(EXERCISE): Your job is to transcribe all the records that follow, excluding any pictures.

(RECORD SET):
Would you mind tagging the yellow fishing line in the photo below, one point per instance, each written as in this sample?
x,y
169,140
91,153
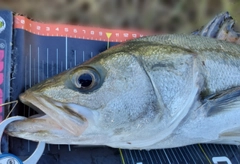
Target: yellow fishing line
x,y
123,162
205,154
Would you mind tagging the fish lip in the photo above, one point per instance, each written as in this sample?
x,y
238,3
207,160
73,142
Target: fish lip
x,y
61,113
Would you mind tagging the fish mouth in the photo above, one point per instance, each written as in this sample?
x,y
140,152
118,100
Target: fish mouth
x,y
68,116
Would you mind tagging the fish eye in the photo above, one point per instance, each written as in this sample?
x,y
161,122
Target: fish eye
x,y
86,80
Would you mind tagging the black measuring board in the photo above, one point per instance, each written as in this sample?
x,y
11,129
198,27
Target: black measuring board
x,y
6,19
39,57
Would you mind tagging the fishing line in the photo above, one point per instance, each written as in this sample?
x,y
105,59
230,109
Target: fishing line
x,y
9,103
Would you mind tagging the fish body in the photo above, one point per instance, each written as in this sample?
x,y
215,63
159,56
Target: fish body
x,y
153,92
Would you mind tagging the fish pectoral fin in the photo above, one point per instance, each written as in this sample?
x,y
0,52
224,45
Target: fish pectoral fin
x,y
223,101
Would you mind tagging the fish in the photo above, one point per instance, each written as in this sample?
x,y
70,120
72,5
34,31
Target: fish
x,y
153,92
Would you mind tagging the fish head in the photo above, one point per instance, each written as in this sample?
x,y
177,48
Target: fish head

(COMPLETED EXERCISE):
Would you mind tagging the yellow fishing line in the photo below, one point per instance, each written as in this sample?
x,y
169,140
91,153
Target: yellow fishing line
x,y
123,162
205,154
Would you mind tagging the fish lip in the photo above, one point per instance, each written as in this sample?
x,y
238,3
207,160
73,142
Target: fish lip
x,y
61,113
Would you mind tagging the fish mouth in the photo above, one point per instance, each written as in this sample?
x,y
140,152
118,100
Target: fish mouth
x,y
68,116
Would you mind tagging the fish eye in the photo above, one point per instance, each written as in this sample?
x,y
161,122
Target: fish eye
x,y
86,80
Would you mind tagging the black measuring board in the photo above, one point per instance, each written as in this sample?
x,y
11,129
198,27
Target: black measuring board
x,y
6,19
39,57
Would you mind tagging the fishing line in the photo above, one point per instance, each written as in this sample?
x,y
105,59
230,109
Target: fishing line
x,y
9,103
Would you mind tagging the fish body in the photo above, one point per instance, each written as in this sample?
x,y
215,63
159,56
Target: fish body
x,y
153,92
Would you mind tagging the fish pectoral fin in the photo above, one point per instance, each written as in this sample?
x,y
0,52
224,45
Target: fish pectoral fin
x,y
223,101
Would you mind tagging the fish in the photo above, one point per instance, each written as in this sample?
x,y
70,120
72,5
34,31
Target: fish
x,y
153,92
Would you mind tagging the fish head in the photo above, one point per instance, each written as in this sample?
x,y
177,48
Target: fish head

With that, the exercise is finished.